ASSIGNED TASK:
Reproduce each record exactly.

MATERIAL FOR THIS TASK:
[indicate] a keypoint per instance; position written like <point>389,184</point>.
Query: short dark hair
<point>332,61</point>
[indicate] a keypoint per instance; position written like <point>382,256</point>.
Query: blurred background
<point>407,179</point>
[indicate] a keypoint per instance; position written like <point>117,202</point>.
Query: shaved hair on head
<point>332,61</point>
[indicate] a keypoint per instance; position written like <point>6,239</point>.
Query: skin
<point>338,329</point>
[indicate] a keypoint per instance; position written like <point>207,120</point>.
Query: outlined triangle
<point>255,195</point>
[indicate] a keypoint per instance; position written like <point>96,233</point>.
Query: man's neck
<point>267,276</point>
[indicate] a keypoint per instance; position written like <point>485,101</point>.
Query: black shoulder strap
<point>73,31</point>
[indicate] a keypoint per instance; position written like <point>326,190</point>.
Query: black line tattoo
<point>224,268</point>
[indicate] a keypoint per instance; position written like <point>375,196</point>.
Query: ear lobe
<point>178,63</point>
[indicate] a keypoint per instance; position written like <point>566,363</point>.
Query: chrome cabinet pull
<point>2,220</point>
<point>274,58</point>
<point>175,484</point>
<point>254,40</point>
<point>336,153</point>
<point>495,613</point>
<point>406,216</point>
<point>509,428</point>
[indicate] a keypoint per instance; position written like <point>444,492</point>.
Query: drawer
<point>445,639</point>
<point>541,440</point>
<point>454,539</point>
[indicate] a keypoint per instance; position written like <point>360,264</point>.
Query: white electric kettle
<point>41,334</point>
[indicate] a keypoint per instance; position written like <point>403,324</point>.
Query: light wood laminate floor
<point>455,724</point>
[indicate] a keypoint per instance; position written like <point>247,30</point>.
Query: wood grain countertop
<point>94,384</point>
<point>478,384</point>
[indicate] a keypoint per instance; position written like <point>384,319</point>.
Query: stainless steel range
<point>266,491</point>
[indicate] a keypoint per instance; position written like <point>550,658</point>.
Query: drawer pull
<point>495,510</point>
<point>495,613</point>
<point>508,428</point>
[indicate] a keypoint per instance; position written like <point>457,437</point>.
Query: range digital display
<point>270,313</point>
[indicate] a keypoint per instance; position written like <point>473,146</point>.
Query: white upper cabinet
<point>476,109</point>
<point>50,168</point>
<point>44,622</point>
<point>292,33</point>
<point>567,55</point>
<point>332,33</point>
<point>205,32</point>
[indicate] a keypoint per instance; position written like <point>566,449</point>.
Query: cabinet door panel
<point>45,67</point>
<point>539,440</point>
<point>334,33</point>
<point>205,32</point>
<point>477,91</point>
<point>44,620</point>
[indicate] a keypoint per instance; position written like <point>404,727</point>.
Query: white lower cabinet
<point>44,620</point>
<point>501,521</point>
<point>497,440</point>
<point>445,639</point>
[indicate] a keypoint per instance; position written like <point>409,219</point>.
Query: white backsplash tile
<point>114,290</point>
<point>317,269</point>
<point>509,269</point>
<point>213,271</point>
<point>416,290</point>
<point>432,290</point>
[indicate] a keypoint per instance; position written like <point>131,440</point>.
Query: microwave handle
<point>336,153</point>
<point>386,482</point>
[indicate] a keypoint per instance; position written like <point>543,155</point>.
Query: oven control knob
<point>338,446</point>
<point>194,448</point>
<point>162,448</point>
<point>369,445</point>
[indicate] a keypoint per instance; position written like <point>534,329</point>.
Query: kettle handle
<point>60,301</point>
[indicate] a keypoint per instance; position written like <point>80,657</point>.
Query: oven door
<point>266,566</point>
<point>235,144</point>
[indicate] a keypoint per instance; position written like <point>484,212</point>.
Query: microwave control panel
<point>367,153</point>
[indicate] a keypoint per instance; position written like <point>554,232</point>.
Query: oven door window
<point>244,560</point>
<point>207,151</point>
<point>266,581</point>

ANSWER TO THIS TASK:
[indicate] a keypoint per instance; position written like <point>389,184</point>.
Query: short dark hair
<point>332,61</point>
[indicate] a keypoint per instance; position written like <point>382,256</point>.
Query: blurred background
<point>407,179</point>
[indicate] a keypoint per instance; position written like <point>117,202</point>.
Query: shaved hair on head
<point>332,61</point>
[indicate] a keypoint per instance; position written like <point>6,239</point>.
Query: skin
<point>338,329</point>
[indicate] a keypoint per instance; position written like <point>207,120</point>.
Query: outlined triangle
<point>255,195</point>
[indicate] a keypoint per instance; position written like <point>96,233</point>.
Query: man's neck
<point>267,276</point>
[indicate] a keypoint per instance; position written like <point>485,101</point>.
Query: black shoulder strap
<point>73,31</point>
[indicate] a keypoint per instance; position written like <point>326,190</point>.
Query: black line tattoo
<point>224,268</point>
[indicate] a keypoint per instance; position written like <point>375,196</point>.
Query: ear lobe
<point>178,63</point>
[indicate] a keypoint per instance; position written like <point>566,363</point>.
Query: chrome cabinet pull
<point>2,220</point>
<point>274,58</point>
<point>175,484</point>
<point>254,40</point>
<point>336,153</point>
<point>495,613</point>
<point>406,216</point>
<point>509,428</point>
[indicate] a keypoint per instance; position written like <point>444,492</point>.
Query: drawer
<point>445,639</point>
<point>541,440</point>
<point>454,539</point>
[indicate] a keypoint per instance; position written like <point>360,264</point>.
Query: white electric kettle
<point>41,334</point>
[indicate] a keypoint per instance; position written like <point>403,324</point>.
Query: light wood laminate floor
<point>455,724</point>
[indicate] a keypoint per instance; position written like <point>247,30</point>.
Query: wood grain countertop
<point>94,384</point>
<point>478,384</point>
[indicate] a keypoint per instance; position written like <point>384,319</point>.
Query: stainless steel range
<point>266,491</point>
[indicate] a keypoint per instance; position written like <point>550,658</point>.
Query: drawer pull
<point>495,510</point>
<point>495,613</point>
<point>508,428</point>
[indicate] a keypoint per instance; position written like <point>457,437</point>.
Query: range digital display
<point>270,313</point>
[indicate] a keypoint per instance; position written like <point>473,146</point>.
Query: white upper cabinet
<point>476,109</point>
<point>50,168</point>
<point>44,622</point>
<point>292,33</point>
<point>567,55</point>
<point>332,33</point>
<point>205,32</point>
[indicate] a keypoint per instance; position written like <point>566,449</point>.
Query: cabinet door panel
<point>45,67</point>
<point>539,440</point>
<point>334,33</point>
<point>205,32</point>
<point>477,91</point>
<point>44,620</point>
[indicate] a keypoint per instance; position written like <point>404,727</point>.
Query: white lower cabinet
<point>44,620</point>
<point>501,521</point>
<point>497,440</point>
<point>445,639</point>
[indicate] a keypoint per instance; position written like <point>409,219</point>.
Query: white backsplash tile
<point>114,290</point>
<point>317,269</point>
<point>509,269</point>
<point>213,271</point>
<point>416,290</point>
<point>432,290</point>
[indicate] a keypoint per instance; position written like <point>131,440</point>.
Query: microwave handle
<point>336,153</point>
<point>386,482</point>
[indicate] a keypoint per instance; position written like <point>543,155</point>.
Query: oven control knob
<point>338,446</point>
<point>194,448</point>
<point>162,448</point>
<point>369,445</point>
[indicate] a keypoint per instance; position written like <point>534,329</point>.
Query: kettle handle
<point>60,301</point>
[indicate] a keypoint per instance; position written like <point>80,657</point>.
Query: oven door
<point>266,566</point>
<point>235,144</point>
[indicate] a keypoint per instance; position written like <point>484,212</point>.
Query: microwave control panel
<point>367,153</point>
[indicate] a keypoint per instance; position written like <point>554,232</point>.
Query: oven door window
<point>244,560</point>
<point>207,151</point>
<point>266,581</point>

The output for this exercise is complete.